__Text passage__.
Sausage factory illustration

Warning: Not for the faint of heart or vegetarians

Adolph “Louis” Luetgert was born in 1845 in Westphalia (now Germany). He came to the U.S. in 1865, eventually settling in Chicago. Like many immigrants, Adolph — or Louis as some called him — came to America with very little money. One of his first jobs in the U.S. was similar to what he had done in Germany, working as a tanner. He soon tired of manual labor, and after the Chicago fire, started his own liquor business. He married a woman named Caroline with whom he had two sons. Sadly, one of his sons and Caroline died. Two months after his wife died, Luetgert married Louisa who was nine years his junior. They had four children, two of whom died in childhood. 

Adolph “Louis” Luetgert

After marrying Louisa, Luetgert opened a bar on the corner of Clybourn and Webster in Chicago. There were whispers that Luetgert had been involved in a murder which occurred on the property, but nothing was ever proven and the death remained a mystery.

__Problems to work on__.
(1) According to the passage on Adolph Luetgert, where did he open a bar after marrying Louisa?
(2) Carry on the passage on Adolph Luetgert, picking up after its final sentence.
The material placed after this passage is drawn from a separate source.

__Information shown__.
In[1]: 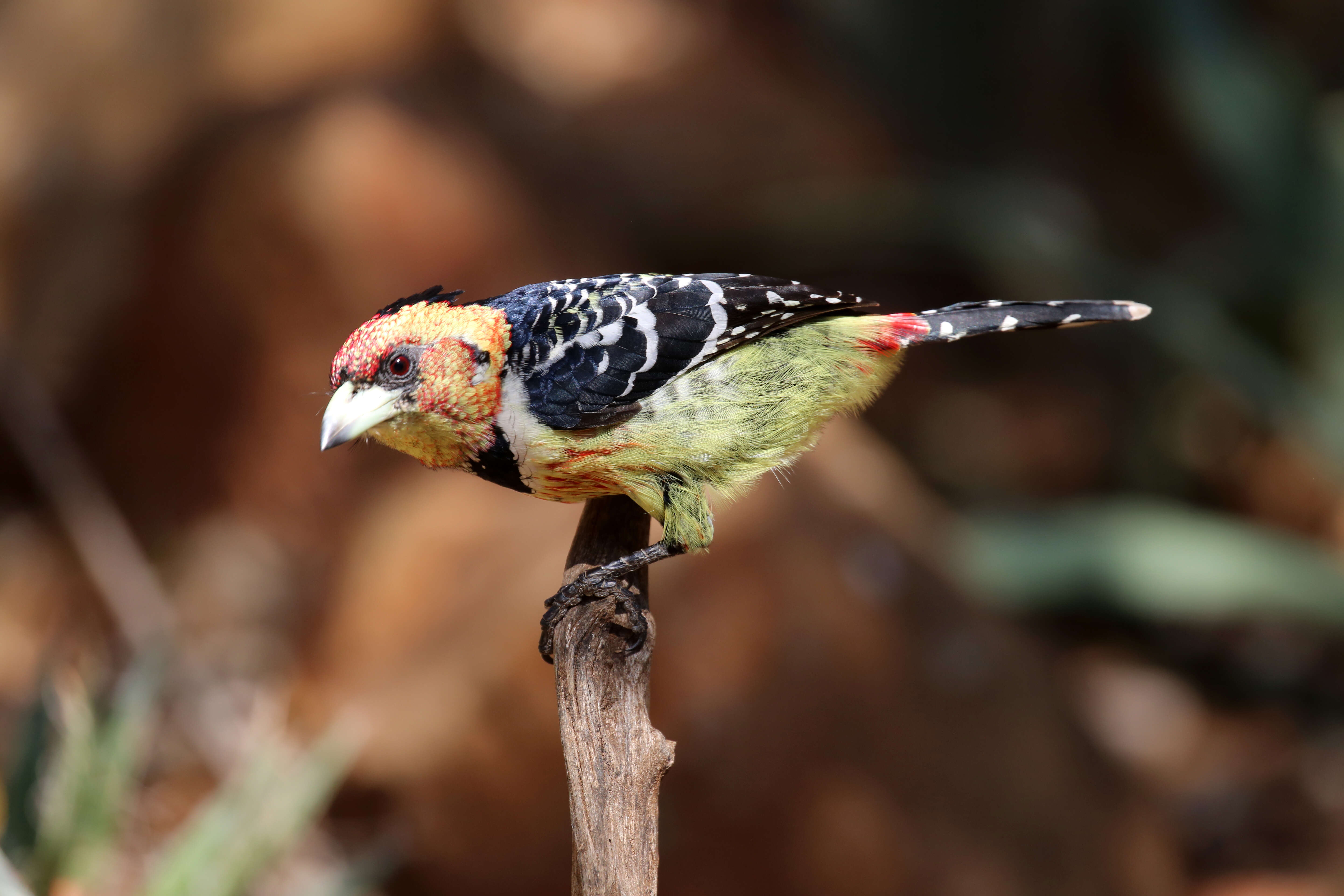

__Per-task outputs__.
(1) On the corner of Clybourn and Webster in Chicago.

(2)
Luetgert then bought a meat route and butcher shop. He started making his own sausage. He claimed that he had invented a way to make sausages that did not need refrigeration during the summer, even though Europeans had been making “summer sausage” for generations. His sausages were in such high demand that Luetgert built his own plant. 

Emboldened by success, Luetgert expanded, buying five acres at Hermitage and Diversey for a new, five-story factory. Luetgert was a large, portly man. He often strolled through the neighborhood with two large dogs on leashes. He attracted a lot of attention, especially female attention. Rumors swirled linking him and the woman who ran a saloon across the street from the factory. Eyebrows were also raised when Luetgert starting sleeping in the factory, attended by Mary Siemering, his wife’s cousin. 

Business continued to boom with millions of pounds of sausage leaving the factory. In fact, many of the folks who visited the famous Columbian Exposition in Chicago in 1893 ate frankfurters made by Luetgert. He became known as the “Sausage King” of Chicago.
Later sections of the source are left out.